SHORT PROBLEM: Copy out every line of the data below, requests included, but scale each point coordinate in the answers by 1.3 and round it to a whole number, rounding halves up.

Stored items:

===============

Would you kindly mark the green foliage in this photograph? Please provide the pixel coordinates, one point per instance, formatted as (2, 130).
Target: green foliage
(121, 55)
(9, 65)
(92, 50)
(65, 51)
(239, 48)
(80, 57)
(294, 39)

===============

WRITTEN SOLUTION:
Would you kindly mark the green foliage in this photograph? Please provide the pixel coordinates, one point per instance, formatted as (2, 130).
Target: green foliage
(157, 72)
(12, 85)
(120, 65)
(85, 66)
(311, 62)
(104, 74)
(382, 51)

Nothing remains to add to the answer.